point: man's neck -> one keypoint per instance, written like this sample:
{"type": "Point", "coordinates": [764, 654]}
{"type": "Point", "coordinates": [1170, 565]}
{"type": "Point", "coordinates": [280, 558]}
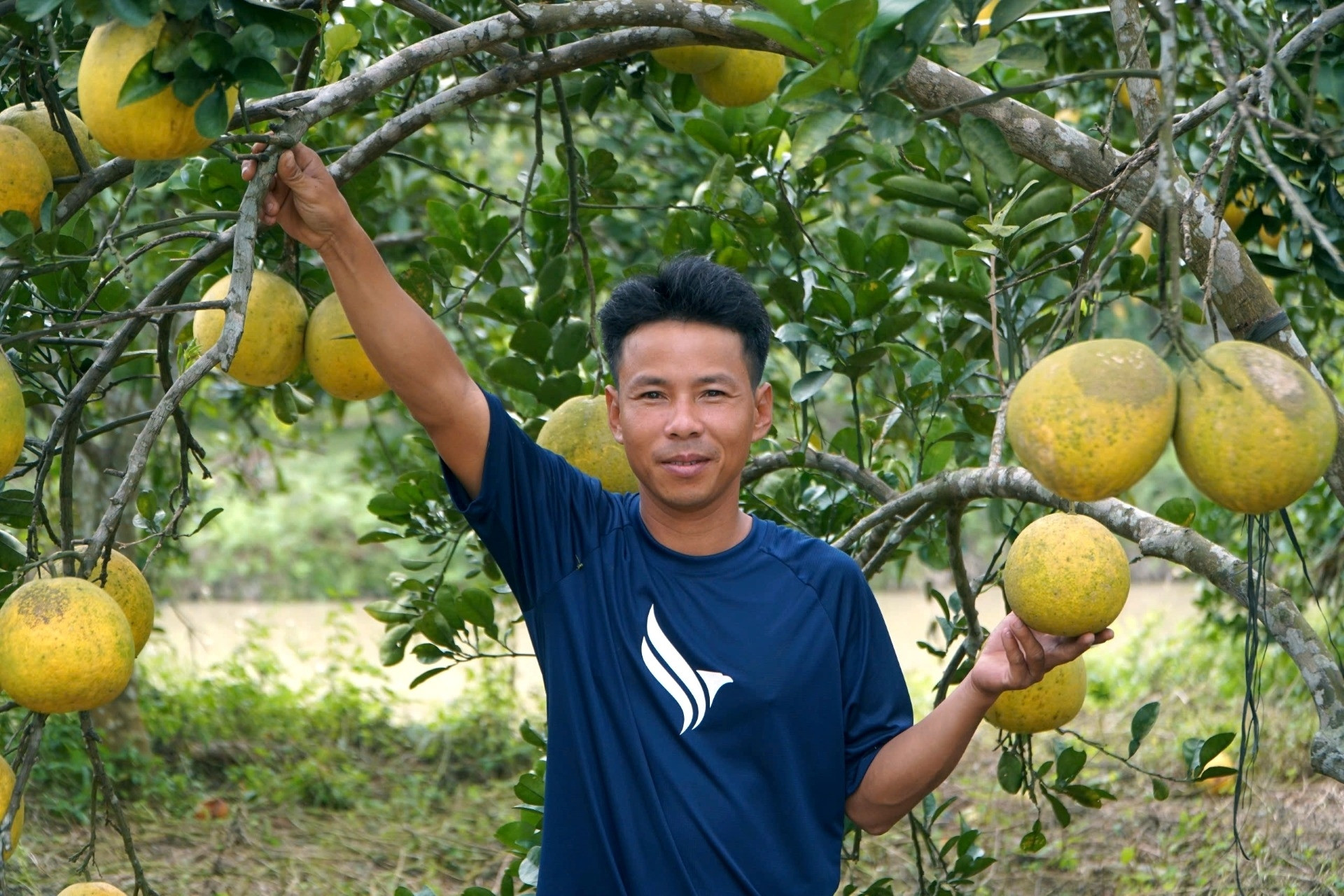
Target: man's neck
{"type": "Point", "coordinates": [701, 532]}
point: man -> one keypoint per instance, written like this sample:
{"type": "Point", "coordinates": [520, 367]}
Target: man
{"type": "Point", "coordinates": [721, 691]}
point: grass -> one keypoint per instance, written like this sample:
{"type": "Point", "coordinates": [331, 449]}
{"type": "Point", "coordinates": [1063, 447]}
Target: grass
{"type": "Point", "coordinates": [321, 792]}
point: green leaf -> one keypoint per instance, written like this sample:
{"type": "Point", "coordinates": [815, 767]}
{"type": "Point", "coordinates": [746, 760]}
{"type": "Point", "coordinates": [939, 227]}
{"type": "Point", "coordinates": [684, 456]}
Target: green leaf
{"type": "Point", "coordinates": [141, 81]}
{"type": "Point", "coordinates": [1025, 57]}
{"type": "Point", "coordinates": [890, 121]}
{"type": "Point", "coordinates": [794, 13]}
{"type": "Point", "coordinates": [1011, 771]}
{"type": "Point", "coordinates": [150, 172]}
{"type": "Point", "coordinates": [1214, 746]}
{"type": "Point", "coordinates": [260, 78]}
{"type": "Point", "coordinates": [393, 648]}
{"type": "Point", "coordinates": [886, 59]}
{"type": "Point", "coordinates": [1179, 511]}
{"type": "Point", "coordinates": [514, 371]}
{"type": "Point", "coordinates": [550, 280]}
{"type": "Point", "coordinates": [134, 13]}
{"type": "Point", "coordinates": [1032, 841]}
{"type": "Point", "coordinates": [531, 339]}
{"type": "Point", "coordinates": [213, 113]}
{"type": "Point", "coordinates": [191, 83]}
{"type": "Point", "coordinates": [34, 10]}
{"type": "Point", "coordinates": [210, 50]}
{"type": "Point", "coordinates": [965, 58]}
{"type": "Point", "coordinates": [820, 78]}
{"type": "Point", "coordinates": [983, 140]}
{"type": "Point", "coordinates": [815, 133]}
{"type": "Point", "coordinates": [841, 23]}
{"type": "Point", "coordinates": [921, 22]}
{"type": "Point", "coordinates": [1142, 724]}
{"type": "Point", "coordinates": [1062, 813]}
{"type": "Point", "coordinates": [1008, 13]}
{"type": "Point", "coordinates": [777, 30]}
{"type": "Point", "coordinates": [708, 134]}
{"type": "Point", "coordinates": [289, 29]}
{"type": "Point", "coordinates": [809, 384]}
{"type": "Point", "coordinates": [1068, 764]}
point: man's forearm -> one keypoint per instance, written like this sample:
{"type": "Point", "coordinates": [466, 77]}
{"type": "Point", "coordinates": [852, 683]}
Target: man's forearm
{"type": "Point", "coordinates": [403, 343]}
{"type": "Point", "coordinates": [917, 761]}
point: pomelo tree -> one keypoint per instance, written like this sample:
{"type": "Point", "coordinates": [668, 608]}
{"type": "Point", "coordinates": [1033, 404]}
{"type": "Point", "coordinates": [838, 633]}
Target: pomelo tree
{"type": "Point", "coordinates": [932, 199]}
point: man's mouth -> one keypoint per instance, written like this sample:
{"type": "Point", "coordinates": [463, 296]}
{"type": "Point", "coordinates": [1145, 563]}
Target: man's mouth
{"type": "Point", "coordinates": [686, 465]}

- - -

_TASK TO COMPLETE_:
Recast the material from the line with "point: man's forearm" through the end of the material as a two-column CSV with the columns instruction and points. Give one row for each span that opens with "point:": its text goes in instruction and its answer in points, each as one quoted field with line breaks replaced by spaces.

_FULL SOLUTION_:
instruction,points
"point: man's forearm -> one keypoint per instance, written like this sample: {""type"": ""Point"", ""coordinates"": [466, 77]} {""type"": ""Point"", ""coordinates"": [852, 683]} Target: man's forearm","{""type"": ""Point"", ""coordinates"": [403, 343]} {""type"": ""Point"", ""coordinates"": [917, 761]}"
"point: pomelo tree -> one keypoint per instance, written like this sample: {""type"": ""Point"", ""coordinates"": [668, 608]} {""type"": ""Point"", ""coordinates"": [1033, 404]} {""type"": ""Point"", ""coordinates"": [838, 633]} Target: pomelo tree","{""type"": ""Point"", ""coordinates"": [932, 199]}"
"point: man's mouth -> one keypoint per instance, written like this sample: {""type"": ""Point"", ""coordinates"": [463, 296]} {""type"": ""Point"", ""coordinates"": [1145, 563]} Target: man's mouth","{""type"": ""Point"", ""coordinates"": [686, 465]}"